Die Beinahe-Sensation
Im August 2001 herrschte in Paderborn Ausnahmezustand, denn dem SC war für die erste DFB-Pokal-Runde der amtierende Champions-League-Sieger FC Bayern zugelost worden. Paderborns Trainer Markus Gellhaus jubelte wenige Tage nach der Auslosung: „Das Telefonnetz ist zusammengebrochen, alle wollen Karten!“ Kurzerhand wurde das Spiel an die Bielefelder Alm verlegt. Dort hofften viele Fans auf ein Wunder, und glaubte man dem Stadionsprecher, so stand Paderborn tatsächlich kurz vor einer Sensation. Als Krzysztof Karpowicz in der 89. Minute für Paderborn ins Tor traf, jubelte der Mann am Mikrofon jedenfalls: „Jetzt geht noch was!“ Blöd nur, dass die Bayern zu dem Zeitpunkt bereits fünfmal getroffen hatten.
6.
Der Beinahe-Aufstieg
Vor der Saison 2011/12 wurde der SC Paderborn in einer „kicker“-Umfrage auf den letzten Platz gewählt. Doch ehe man sich versah, stand die Mannschaft das erste Mal vor einer tatsächlichen Sensation: Am 31. Spieltag rangierte sie auf Platz 3, und am letzten Spieltag trat sie zum alles entscheidenden Spiel gegen dem Aufstiegskonkurrenten FC St. Pauli an. Ein Sieg hätte für den Relegationsplatz gereicht, doch am Millerntor kamen die Paderborner mit 0:5 unter die Räder. Trainer war damals übrigens Roger Schmidt, der danach zu Red Bull Salzburg wechselte. Ab der kommenden Saison trainiert er Bayer Leverkusen. Beim FC St. Pauli saß derweil André Schubert auf der Bank, der den SC Paderborn 2009 in die Zweite Liga geführt hatte. Als er den SC in Richtung Hamburg verließ, schenkten ihm die Spieler ein Erinnerungsfoto, für das sie sich ein St.Pauli-Trikot überzogen.
7.

** Bereitgestellte Einträge **

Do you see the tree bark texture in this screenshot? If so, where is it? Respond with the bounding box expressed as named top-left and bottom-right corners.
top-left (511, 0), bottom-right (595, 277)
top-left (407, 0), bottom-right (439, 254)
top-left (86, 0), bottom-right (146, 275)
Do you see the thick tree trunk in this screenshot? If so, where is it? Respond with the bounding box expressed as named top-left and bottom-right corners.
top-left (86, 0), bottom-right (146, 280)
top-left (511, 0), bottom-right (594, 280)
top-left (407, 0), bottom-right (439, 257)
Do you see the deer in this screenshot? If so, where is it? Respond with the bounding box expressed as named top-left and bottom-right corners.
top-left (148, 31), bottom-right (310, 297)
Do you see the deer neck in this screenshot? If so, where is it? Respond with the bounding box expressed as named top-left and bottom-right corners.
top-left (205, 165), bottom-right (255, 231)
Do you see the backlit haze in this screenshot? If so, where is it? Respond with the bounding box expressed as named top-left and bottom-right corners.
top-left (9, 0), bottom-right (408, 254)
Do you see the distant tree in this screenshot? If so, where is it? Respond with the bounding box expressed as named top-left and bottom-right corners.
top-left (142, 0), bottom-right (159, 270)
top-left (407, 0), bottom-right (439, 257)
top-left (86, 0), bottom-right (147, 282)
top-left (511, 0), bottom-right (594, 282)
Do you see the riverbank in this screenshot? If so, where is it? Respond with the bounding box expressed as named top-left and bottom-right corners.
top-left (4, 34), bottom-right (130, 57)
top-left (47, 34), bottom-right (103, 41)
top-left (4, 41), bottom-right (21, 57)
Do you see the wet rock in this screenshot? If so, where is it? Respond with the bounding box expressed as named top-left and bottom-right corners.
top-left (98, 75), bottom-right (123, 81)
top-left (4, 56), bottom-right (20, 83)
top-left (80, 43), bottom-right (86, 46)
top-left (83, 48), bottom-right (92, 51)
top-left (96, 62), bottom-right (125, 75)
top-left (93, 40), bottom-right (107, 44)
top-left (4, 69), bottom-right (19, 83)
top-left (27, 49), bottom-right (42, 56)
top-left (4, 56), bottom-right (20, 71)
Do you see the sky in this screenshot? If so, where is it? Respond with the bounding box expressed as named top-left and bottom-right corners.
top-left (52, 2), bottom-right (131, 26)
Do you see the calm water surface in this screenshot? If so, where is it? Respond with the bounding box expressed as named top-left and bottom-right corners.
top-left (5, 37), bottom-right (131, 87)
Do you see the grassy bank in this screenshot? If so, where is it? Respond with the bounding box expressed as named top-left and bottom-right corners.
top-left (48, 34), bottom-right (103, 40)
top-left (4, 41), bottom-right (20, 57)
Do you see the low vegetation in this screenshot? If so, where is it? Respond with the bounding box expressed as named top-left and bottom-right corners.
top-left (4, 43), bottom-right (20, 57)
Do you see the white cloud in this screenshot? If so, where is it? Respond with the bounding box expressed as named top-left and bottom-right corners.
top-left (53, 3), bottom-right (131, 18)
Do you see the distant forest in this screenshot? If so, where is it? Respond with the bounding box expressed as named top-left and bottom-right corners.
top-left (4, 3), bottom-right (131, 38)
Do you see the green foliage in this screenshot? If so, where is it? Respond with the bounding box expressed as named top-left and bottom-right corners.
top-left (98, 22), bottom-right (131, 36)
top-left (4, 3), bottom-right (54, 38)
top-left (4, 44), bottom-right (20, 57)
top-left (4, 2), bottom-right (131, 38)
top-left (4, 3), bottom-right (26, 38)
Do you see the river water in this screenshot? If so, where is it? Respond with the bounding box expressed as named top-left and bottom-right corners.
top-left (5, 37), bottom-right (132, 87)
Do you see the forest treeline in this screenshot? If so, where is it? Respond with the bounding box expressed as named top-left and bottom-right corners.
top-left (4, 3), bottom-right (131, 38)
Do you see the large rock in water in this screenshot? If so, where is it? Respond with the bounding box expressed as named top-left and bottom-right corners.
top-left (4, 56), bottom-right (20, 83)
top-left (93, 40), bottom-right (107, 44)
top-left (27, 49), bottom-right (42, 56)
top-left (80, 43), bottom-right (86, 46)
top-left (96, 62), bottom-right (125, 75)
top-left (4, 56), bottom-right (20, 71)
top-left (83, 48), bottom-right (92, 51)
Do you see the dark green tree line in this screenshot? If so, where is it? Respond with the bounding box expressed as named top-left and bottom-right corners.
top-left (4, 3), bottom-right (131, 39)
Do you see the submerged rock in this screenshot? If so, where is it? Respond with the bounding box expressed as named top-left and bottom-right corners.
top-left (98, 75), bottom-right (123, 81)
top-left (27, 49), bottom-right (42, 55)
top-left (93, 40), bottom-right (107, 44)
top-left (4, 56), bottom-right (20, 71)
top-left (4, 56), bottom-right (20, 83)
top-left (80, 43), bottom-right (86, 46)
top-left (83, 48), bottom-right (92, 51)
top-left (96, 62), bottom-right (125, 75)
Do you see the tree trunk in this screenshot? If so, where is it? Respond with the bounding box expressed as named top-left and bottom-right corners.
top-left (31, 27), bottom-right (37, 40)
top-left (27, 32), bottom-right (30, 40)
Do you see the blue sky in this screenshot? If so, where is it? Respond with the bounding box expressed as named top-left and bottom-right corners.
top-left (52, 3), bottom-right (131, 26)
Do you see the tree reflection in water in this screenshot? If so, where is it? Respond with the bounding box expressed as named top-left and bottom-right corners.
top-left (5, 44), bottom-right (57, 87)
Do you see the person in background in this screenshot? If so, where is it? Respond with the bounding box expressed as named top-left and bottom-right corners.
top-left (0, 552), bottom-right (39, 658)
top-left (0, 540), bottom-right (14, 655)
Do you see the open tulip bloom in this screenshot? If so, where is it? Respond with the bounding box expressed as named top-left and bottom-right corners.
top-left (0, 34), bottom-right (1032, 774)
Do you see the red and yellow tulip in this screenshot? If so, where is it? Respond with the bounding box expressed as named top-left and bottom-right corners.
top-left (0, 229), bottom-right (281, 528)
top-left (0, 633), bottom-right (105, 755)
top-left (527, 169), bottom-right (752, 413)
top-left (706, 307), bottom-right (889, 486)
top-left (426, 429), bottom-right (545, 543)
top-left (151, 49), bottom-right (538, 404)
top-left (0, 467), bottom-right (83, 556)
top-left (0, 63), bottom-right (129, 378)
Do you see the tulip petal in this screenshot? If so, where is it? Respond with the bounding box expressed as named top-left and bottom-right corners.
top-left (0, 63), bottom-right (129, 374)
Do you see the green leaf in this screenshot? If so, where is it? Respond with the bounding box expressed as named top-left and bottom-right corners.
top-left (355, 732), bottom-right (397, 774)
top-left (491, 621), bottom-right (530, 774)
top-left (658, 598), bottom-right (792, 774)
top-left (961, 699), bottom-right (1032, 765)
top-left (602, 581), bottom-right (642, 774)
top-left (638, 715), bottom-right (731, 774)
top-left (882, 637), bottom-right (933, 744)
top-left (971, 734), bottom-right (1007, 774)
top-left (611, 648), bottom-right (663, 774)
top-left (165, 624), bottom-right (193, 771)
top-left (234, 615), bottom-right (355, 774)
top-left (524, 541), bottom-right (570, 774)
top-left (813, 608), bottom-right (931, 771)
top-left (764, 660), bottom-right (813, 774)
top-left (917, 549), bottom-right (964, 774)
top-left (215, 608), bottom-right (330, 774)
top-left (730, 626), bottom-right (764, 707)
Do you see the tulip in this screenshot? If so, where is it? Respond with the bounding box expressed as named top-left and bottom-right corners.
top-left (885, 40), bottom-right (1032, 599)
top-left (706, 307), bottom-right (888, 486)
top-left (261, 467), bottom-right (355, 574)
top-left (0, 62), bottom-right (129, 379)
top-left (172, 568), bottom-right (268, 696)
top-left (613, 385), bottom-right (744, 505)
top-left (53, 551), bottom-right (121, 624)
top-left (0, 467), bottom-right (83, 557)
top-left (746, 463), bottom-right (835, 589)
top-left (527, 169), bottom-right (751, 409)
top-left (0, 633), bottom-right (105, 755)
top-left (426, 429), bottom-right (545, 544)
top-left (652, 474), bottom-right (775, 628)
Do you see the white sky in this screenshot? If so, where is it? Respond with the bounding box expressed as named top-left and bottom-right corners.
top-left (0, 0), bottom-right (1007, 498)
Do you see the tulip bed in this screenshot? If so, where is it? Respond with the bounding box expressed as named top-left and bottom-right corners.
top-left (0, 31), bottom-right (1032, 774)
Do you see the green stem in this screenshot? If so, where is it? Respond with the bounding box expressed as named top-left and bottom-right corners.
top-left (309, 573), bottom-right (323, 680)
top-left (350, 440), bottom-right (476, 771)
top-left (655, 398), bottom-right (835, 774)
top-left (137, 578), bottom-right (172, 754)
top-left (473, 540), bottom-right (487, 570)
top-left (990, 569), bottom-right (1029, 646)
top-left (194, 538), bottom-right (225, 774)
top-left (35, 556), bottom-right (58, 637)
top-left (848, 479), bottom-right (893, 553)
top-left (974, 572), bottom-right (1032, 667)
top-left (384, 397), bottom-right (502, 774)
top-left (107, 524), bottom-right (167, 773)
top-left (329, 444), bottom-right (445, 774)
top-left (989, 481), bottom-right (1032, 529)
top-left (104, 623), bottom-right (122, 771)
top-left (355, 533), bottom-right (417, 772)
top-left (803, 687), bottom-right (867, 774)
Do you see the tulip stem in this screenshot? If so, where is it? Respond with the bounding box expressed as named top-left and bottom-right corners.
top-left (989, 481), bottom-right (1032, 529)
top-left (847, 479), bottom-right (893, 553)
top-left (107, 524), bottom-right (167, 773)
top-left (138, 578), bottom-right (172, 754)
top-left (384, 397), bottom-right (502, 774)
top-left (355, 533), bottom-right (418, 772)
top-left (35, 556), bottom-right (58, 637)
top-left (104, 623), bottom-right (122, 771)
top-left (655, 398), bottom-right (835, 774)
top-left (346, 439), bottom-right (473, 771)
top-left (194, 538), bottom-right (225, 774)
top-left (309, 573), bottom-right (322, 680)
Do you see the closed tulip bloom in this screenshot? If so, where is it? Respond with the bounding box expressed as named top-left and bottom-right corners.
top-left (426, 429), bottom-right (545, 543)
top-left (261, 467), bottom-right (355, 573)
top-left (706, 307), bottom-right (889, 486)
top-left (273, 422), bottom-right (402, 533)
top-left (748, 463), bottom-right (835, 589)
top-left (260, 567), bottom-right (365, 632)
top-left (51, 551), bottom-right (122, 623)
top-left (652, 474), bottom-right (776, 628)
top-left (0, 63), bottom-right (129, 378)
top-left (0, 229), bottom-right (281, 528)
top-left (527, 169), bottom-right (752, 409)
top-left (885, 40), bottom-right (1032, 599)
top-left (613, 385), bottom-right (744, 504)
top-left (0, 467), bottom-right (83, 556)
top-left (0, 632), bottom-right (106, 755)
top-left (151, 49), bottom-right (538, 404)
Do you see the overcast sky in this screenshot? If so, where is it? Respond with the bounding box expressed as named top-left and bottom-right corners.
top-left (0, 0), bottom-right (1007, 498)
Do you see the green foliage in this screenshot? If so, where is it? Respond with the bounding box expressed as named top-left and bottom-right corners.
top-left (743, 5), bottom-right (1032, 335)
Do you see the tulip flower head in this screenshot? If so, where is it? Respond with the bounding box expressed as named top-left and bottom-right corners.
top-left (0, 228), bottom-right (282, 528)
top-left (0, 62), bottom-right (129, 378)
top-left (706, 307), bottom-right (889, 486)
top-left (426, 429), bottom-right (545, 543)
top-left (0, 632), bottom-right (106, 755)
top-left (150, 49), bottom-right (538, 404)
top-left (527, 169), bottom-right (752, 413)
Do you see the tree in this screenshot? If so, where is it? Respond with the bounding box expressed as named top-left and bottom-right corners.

** Zu erledigende Aufgabe **
Gib eine Passage aus dem Text über den SC Paderborn unverändert aus: Setze bei den Worten „Die Beinahe-Sensation“ ein und höre nach „fünfmal getroffen hatten.“ auf.

** Erwartete Ausgabe **
Die Beinahe-Sensation
Im August 2001 herrschte in Paderborn Ausnahmezustand, denn dem SC war für die erste DFB-Pokal-Runde der amtierende Champions-League-Sieger FC Bayern zugelost worden. Paderborns Trainer Markus Gellhaus jubelte wenige Tage nach der Auslosung: „Das Telefonnetz ist zusammengebrochen, alle wollen Karten!“ Kurzerhand wurde das Spiel an die Bielefelder Alm verlegt. Dort hofften viele Fans auf ein Wunder, und glaubte man dem Stadionsprecher, so stand Paderborn tatsächlich kurz vor einer Sensation. Als Krzysztof Karpowicz in der 89. Minute für Paderborn ins Tor traf, jubelte der Mann am Mikrofon jedenfalls: „Jetzt geht noch was!“ Blöd nur, dass die Bayern zu dem Zeitpunkt bereits fünfmal getroffen hatten.